→ **Given passage**
-- Start --

These research questions arise from practice-research, or more correctly the failures at the heart of that practice-research. Through a series of imaging experiments with protocol I have failed to pin down protocol but rather have been left with the trails of the issues, traces of its operation and relations but not it. I can find dot jpeg not jpeg. Jpeg withdraws from view. These ‘failed experiments’ have led me to construct my own “scopic apparatus” built around the ‘digital imaging pipeline’ within which protocol is enfolded.

The apparatus consists of a CCD sensor, in-camera software, a WiFi-enabled memory card, a WiFi network (including hardware, software and protocols), a website, social imaging websites and services and an HTML webpage ‘viewer’. This apparatus is a mixture of hardware, software and protocol. The apparatus works by ‘taking a photograph’/imaging, encoding the information from the CCD as ‘RAW’ and ‘jpeg/JFIF’ data on the card, and attempting to upload both those file/images to a website and social networks. The “viewer” then presents the imager with the visible jpeg/JFIF encoded images as part of the social stream of images/imaginings as well as the unvisible RAW-encoded images. While the apparatus inevitably fails to do any more than show the traces of protocol (rather like the scopic apparatuses in a particle accelerator show only the traces of fundamental particles), its failure to work exposes the workings and the alliances within which jpeg is enfolded.

I look to account for this paradoxical visible/unvisible, material/immaterial, real/virtual position of jpeg by using Graham Harman’s reading of Bruno Latour’s Irreductions. Harman goes on to develop an object-oriented philosophy (OOP) where objects can have an ontological status outside of what Latour calls “alliances” but I concentrate on his reading of Latour and its focus on the enfolded nature of objects. From this perspective, protocol is an object doing things in the world, an object-actant. As with all other objects, whether material or immaterial, real or virtual, the protocol-object is folded into relations with other actants in the network (NB not just computer networks). Its power arises from the relations or alliances in which it is folded. Jpeg’s presence in Google and Facebook’s businesses, Microsoft and Apple’s operating systems and Adobe’s software as well as my iPad and my daughter’s phone and social networking relations means that jpeg has become so enfolded and so everyday and transparent that it can be considered as a ‘black box’, a power-full object so firmly established we take its ‘interior’ (those actant-relations) for granted.

-- End --

→ **Items from a data source**
-- Start --

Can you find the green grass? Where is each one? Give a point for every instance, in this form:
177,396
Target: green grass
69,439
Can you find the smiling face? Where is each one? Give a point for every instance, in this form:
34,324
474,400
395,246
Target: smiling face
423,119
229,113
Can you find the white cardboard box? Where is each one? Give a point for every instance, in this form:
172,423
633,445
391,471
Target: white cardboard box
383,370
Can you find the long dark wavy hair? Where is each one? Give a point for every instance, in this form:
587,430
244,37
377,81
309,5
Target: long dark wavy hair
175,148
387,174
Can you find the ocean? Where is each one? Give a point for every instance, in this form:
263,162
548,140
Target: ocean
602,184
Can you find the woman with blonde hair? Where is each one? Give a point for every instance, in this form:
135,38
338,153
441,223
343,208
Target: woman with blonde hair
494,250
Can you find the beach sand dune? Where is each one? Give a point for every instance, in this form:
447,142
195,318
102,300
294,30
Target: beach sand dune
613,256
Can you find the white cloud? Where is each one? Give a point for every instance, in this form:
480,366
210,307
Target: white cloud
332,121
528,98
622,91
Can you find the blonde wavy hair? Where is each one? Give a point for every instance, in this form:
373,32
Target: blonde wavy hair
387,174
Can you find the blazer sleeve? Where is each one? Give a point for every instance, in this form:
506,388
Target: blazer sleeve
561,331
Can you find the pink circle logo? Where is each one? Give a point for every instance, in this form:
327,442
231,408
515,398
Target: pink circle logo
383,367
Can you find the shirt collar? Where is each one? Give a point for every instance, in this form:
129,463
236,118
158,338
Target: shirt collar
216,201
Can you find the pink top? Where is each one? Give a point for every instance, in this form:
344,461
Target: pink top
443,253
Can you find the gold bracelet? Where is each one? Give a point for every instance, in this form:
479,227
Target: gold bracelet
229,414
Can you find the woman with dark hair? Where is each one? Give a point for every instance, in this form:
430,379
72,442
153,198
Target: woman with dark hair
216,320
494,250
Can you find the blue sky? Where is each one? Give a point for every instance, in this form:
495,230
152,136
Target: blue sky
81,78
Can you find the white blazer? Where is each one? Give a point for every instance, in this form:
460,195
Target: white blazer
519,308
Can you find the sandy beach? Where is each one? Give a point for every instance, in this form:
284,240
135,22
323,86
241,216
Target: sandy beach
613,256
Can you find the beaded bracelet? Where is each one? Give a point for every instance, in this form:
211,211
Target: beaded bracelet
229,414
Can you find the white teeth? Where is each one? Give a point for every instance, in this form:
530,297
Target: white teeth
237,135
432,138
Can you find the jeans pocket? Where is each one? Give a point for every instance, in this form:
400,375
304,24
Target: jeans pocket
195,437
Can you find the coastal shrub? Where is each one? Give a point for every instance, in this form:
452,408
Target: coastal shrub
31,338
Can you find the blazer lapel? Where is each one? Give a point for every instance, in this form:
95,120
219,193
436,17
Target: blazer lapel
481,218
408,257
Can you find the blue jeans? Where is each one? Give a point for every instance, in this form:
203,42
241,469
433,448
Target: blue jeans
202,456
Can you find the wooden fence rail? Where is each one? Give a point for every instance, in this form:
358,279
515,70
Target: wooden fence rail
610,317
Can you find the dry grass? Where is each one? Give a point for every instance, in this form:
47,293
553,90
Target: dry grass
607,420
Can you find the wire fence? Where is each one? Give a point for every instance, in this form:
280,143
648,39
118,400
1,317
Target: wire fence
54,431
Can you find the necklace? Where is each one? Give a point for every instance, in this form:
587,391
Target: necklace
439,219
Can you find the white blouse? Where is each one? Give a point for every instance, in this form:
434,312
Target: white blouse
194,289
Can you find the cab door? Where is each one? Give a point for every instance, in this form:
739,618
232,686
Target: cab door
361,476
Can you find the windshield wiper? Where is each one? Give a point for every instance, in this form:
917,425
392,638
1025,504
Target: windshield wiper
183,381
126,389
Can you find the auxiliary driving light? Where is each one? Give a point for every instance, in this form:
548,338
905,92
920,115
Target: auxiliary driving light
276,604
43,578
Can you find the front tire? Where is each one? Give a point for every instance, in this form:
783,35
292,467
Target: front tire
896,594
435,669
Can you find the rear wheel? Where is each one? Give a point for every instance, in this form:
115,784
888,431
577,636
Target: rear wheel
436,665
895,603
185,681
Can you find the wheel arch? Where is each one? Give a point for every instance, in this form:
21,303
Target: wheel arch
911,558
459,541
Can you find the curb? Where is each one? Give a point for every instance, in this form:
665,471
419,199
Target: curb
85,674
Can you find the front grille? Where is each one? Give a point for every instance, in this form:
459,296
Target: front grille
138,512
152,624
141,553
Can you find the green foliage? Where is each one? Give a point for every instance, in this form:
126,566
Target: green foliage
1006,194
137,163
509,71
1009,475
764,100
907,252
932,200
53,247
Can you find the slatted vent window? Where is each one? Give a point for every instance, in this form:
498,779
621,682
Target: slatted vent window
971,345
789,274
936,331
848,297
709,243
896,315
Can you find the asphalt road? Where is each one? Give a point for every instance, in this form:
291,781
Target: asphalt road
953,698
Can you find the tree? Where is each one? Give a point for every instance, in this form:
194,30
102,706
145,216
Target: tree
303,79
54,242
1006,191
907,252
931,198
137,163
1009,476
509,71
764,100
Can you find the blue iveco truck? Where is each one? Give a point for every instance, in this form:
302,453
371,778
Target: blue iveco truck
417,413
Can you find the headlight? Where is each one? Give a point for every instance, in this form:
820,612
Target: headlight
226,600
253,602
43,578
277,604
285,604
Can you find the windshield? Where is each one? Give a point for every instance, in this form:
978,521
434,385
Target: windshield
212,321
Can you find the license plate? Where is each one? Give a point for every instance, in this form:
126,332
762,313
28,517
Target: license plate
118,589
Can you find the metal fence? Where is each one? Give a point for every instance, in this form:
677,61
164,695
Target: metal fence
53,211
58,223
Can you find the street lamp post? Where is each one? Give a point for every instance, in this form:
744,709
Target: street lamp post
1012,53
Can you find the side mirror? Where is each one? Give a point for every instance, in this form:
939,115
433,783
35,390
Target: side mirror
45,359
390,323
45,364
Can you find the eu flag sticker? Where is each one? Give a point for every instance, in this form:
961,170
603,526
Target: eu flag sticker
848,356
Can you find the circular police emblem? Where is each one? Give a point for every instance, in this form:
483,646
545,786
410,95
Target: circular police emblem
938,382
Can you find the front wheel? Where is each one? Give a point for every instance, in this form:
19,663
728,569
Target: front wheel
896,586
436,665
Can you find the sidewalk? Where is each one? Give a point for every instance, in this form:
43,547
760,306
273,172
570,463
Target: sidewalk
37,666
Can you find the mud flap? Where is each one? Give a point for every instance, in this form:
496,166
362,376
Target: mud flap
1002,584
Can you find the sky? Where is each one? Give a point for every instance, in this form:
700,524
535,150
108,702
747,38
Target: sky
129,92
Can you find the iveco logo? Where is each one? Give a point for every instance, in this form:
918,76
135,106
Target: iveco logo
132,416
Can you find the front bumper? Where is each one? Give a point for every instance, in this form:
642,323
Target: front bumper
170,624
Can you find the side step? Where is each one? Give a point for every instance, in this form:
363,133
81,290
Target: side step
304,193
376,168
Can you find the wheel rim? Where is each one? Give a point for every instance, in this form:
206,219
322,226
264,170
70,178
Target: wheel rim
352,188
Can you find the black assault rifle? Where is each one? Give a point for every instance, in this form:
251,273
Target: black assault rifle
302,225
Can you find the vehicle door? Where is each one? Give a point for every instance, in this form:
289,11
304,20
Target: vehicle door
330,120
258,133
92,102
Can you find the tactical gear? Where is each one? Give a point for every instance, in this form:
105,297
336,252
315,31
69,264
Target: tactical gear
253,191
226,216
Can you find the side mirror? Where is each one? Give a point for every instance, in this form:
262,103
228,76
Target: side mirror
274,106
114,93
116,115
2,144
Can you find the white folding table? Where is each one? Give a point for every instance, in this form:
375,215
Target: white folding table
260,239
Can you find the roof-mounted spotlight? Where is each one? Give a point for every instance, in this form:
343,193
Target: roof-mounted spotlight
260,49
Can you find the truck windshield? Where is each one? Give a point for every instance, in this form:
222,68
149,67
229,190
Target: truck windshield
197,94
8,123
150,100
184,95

-- End --

→ **What you need to do**
1. Translate this sentence from the passage about jpeg and protocol into Spanish: "This apparatus is a mixture of hardware, software and protocol."
2. Pick up the passage about jpeg and protocol after its final sentence and keep writing it.
Nothing here depends on the lines.

→ **Task-by-task answers**
1. Este aparato es una mezcla de hardware, software y protocolo.

2.
This approach allows me conduct an object-oriented media archaeology of my ‘failed’ scopic apparatus – to trace its alliances and its topological position in the current scopic regime. My project is not a discussion of philosophy, whether OOP is a valid ontology, let alone whether it is a good reading of Latour. My discussion is not around the nature of objects, or what counts as an object, but rather what happens when you treat protocol as an object.

An object-oriented approach allows us to approach and map jpeg without recourse to a foundationalist or essentialist position that would see it as the source of scopic effects or power relations. Rather it can be addressed as a scopic apparatus – a device for imaging – that has a specific position, a history and a future.

My project will appear as a thesis, a diagram and a demonstration.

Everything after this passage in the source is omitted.